▸ **What the task requires**:
Find every line in the material below that contains the word "uniform" and copy each of those lines in full.

········

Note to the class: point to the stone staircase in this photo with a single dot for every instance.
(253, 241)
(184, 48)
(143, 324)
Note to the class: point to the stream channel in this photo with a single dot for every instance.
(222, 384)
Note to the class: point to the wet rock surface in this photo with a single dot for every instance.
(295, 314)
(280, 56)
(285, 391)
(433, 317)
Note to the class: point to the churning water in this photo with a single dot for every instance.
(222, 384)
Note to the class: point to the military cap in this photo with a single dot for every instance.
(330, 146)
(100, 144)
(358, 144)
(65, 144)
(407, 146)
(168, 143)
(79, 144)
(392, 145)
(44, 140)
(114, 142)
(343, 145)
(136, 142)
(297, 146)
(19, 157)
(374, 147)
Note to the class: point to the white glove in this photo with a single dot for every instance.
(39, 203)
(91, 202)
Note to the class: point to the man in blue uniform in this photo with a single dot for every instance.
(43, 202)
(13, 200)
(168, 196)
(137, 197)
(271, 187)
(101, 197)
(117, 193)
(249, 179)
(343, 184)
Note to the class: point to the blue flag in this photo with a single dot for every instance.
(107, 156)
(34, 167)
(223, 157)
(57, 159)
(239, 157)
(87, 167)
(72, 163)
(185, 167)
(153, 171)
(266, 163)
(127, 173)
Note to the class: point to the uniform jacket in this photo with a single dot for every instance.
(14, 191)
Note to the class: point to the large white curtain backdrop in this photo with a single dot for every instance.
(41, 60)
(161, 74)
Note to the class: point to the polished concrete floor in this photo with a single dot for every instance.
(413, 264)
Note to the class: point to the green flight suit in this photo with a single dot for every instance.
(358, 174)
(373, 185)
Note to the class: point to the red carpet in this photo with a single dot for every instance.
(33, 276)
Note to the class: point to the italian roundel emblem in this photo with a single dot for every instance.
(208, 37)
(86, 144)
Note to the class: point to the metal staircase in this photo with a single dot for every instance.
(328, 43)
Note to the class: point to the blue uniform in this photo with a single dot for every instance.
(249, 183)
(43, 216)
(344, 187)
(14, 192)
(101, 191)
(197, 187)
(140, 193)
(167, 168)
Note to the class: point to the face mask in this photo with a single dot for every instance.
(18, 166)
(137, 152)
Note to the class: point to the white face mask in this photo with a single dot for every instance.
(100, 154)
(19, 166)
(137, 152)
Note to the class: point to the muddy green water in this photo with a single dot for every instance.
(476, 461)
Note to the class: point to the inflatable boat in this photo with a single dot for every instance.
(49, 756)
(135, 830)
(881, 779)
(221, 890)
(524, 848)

········

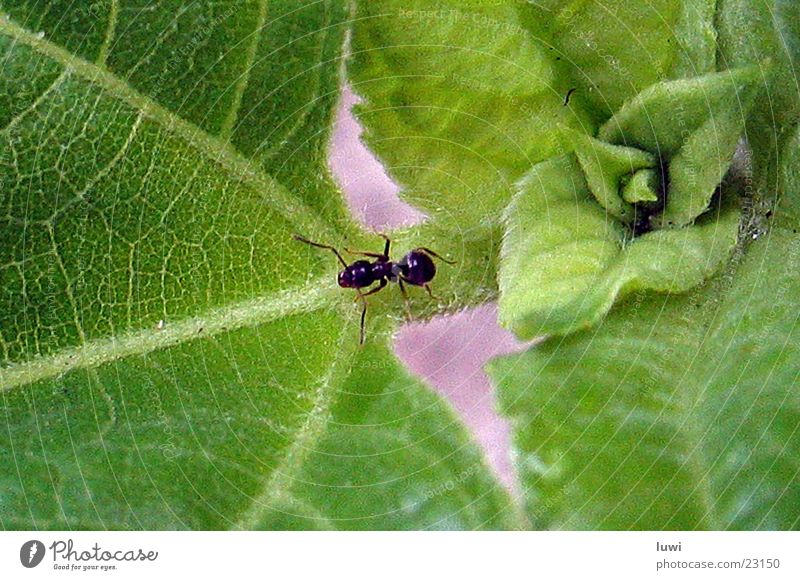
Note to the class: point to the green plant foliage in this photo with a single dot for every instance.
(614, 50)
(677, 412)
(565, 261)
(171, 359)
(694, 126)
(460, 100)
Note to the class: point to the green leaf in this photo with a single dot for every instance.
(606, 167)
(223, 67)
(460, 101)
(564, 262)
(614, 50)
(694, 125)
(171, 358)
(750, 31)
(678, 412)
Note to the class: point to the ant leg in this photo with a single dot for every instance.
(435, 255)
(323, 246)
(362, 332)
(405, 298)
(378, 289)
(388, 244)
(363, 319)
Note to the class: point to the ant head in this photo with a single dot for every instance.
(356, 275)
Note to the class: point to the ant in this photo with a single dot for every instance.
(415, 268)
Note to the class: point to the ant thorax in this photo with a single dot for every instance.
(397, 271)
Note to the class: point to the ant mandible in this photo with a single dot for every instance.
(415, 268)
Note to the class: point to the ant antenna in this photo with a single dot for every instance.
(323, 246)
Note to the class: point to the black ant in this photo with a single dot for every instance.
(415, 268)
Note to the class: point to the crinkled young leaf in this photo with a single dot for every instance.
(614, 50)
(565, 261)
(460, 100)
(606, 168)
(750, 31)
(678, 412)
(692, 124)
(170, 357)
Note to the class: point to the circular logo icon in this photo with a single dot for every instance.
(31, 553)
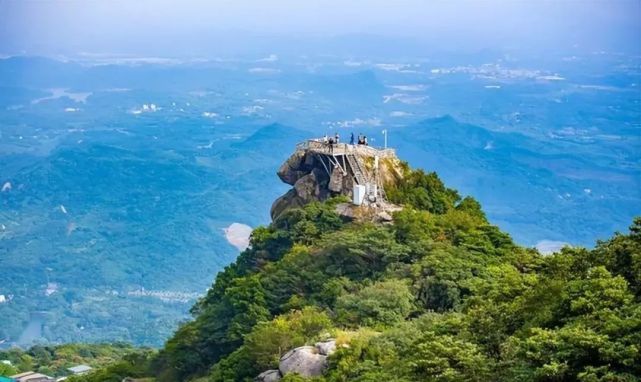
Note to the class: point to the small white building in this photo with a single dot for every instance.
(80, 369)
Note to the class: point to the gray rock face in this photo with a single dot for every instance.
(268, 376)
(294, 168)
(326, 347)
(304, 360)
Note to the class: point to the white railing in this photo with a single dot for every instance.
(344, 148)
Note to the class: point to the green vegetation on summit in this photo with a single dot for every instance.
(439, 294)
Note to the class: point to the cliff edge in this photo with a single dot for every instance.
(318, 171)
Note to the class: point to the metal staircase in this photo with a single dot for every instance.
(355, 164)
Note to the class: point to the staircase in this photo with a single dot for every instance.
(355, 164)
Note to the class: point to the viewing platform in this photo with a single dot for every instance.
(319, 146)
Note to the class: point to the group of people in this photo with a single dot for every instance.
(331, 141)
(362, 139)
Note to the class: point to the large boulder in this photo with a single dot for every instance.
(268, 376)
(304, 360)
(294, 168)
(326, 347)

········

▸ **Result of this exercise**:
Note to the class: point to the man in blue uniform in this photo with a single dot for every instance.
Note to the class: point to the uniform jacket in this photo with a single dot for every instance.
Note to the class: point to the blue uniform in this photo with a single dot for every instance.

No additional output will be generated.